-- Set task A --
Repeat word for word the part of the Bourdain article starting at "The world mourned" and ending at "Producer Lydia Tenaglia.".
-- Set task B --
Answer these from the Bourdain article:
(i) How many final episodes of Parts Unknown will CNN broadcast?
(ii) Who will moderate the discussion at the Tribeca TV Festival?
(iii) Who is credited for the photo?

-- Page excerpt --
::::::

W. Kamau Bell on the life lessons he learned from Anthony Bourdain

W. Kamau Bell on the life lessons he learned from Anthony Bourdain
W. Kamau Bell opens up about his friend Anthony Bourdain ahead of the final season premiere of "Parts Unknown" this weekend. Photo Credit: Getty Images

The world mourned this year as we lost one of our real-life giants of culture, Anthony Bourdain. People all over the world paid tribute to his tragic and untimely passing and CNN will be broadcasting the final seven episodes of his long running and critically acclaimed series Parts Unknown starting this Sunday. One of the notable guests that will be appearing in these last episodes is comedian — and fellow CNN colleague — W. Kamau Bell. We caught up with Bell ahead of his appearance at this year’s Tribeca TV Festival where he will be presenting the episode in a discussion moderated by CNN anchor John Berman with Director Morgan Fallon, Showrunner Sandy Zweig, and Executive Producer Lydia Tenaglia.

::::::

-- Information given --
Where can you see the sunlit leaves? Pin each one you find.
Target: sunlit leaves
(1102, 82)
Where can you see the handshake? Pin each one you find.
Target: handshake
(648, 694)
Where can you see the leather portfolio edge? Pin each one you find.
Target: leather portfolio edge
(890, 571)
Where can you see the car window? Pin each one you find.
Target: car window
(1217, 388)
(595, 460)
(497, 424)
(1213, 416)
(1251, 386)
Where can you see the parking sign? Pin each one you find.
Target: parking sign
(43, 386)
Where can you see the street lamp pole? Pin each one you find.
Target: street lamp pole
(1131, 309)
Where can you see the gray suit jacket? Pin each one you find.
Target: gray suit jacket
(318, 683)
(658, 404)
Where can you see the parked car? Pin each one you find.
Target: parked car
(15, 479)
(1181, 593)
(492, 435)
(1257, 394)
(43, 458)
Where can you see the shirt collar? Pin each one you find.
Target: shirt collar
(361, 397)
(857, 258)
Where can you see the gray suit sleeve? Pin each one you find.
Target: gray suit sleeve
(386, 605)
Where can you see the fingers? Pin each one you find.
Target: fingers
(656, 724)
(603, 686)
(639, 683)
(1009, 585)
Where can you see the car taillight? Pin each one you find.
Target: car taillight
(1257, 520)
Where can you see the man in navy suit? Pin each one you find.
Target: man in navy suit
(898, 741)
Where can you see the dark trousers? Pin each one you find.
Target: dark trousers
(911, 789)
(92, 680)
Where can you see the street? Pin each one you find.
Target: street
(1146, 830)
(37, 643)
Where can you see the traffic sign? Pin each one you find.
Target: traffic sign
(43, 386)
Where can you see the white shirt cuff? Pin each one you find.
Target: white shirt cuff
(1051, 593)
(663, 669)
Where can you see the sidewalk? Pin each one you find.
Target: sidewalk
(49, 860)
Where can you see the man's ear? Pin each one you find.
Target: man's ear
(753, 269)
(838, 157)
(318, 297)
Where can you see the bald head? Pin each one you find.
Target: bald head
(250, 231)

::::::

-- Final answer A --
The world mourned this year as we lost one of our real-life giants of culture, Anthony Bourdain. People all over the world paid tribute to his tragic and untimely passing and CNN will be broadcasting the final seven episodes of his long running and critically acclaimed series Parts Unknown starting this Sunday. One of the notable guests that will be appearing in these last episodes is comedian — and fellow CNN colleague — W. Kamau Bell. We caught up with Bell ahead of his appearance at this year’s Tribeca TV Festival where he will be presenting the episode in a discussion moderated by CNN anchor John Berman with Director Morgan Fallon, Showrunner Sandy Zweig, and Executive Producer Lydia Tenaglia.

-- Final answer B --
(i) Seven
(ii) CNN anchor John Berman
(iii) Getty Images